## Prompt 1
Copy every line of the records below that contains the string "walking". Case counts.

━━━ Quoted passage ━━━

In 1886 the household moved to a city block at 7th and Alabama Street (Lawrence City Directory 1886). By then Charles and Mary had two children, Nathaniel and Caroline (born in 1873), who would become Langston’s mother. On Alabama, Hughes owned several houses and a large lot.  Grown son Desalines resided at 726 Alabama, (City Directory), and the current building may be original. Langston Hughes grew up at 732 Alabama, in a house torn down in the 1960s. A house identical to the one at 732 Alabama remains next door at 736 Alabama, restored by Ian Hurst. Charles continued to farm or lease his Lakeview holdings, and he was a partner in the Burns Grocery at 820 Massachusetts Street until his death in 1892. He is buried in the Lawrence cemetery, along with his wife, Desalines, and other family members. He was active in the nearby Baptist Church and the local newspapers. He also was a member of an African American fraternal organization in the 8th and New Hampshire building. Charles and Mary were active, respected members of the Lawrence community.

━━━ Dataset rows ━━━

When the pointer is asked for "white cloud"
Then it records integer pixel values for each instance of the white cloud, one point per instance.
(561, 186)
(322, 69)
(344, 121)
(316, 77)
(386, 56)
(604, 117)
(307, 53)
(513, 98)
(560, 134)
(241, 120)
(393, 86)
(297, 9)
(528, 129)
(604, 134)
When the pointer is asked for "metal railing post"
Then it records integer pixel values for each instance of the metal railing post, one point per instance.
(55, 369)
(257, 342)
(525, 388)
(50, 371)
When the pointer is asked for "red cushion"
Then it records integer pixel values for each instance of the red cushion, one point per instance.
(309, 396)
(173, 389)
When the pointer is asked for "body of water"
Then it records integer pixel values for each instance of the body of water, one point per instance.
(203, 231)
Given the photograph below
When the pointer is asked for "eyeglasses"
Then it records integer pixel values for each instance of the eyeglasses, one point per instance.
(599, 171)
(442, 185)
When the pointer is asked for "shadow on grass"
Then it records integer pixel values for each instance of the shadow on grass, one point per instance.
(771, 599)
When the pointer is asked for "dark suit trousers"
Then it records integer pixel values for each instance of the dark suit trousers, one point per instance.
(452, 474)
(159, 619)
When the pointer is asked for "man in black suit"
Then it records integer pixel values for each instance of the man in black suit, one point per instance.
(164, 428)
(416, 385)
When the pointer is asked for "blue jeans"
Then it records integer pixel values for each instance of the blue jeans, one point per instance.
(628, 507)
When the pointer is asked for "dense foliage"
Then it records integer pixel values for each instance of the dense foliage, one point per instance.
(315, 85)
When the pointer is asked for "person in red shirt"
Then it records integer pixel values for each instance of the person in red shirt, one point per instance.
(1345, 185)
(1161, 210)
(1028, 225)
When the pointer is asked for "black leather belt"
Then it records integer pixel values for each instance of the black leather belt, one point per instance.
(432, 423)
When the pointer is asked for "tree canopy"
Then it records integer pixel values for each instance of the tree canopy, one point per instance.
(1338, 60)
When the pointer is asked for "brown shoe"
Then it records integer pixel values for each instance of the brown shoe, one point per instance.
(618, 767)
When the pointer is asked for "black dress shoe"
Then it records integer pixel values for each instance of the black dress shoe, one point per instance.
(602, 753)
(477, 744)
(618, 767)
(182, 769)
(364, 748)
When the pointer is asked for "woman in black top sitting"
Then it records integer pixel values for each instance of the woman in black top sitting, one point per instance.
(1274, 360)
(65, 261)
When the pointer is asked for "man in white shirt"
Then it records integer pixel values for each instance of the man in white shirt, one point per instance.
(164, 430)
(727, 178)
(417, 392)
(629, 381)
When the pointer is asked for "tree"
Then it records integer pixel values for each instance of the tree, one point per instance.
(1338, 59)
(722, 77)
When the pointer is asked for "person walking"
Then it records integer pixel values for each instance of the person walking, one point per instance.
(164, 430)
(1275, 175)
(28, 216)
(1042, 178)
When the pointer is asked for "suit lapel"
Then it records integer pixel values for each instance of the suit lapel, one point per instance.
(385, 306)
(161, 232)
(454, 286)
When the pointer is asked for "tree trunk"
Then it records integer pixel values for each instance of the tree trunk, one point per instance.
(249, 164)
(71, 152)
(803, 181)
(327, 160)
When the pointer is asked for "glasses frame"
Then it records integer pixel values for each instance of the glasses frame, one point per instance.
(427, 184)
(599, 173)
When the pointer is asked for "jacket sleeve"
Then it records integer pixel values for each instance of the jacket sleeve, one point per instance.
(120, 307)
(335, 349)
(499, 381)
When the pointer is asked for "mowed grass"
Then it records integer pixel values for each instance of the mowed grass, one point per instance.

━━━

## Prompt 2
In the passage on the Hughes family in Lawrence, what business was Charles a partner in until his death?

## Right answer 1
When the pointer is asked for "person walking"
Then it records integer pixel values for each instance of the person walking, one point per instance.

## Right answer 2
He was a partner in the Burns Grocery at 820 Massachusetts Street.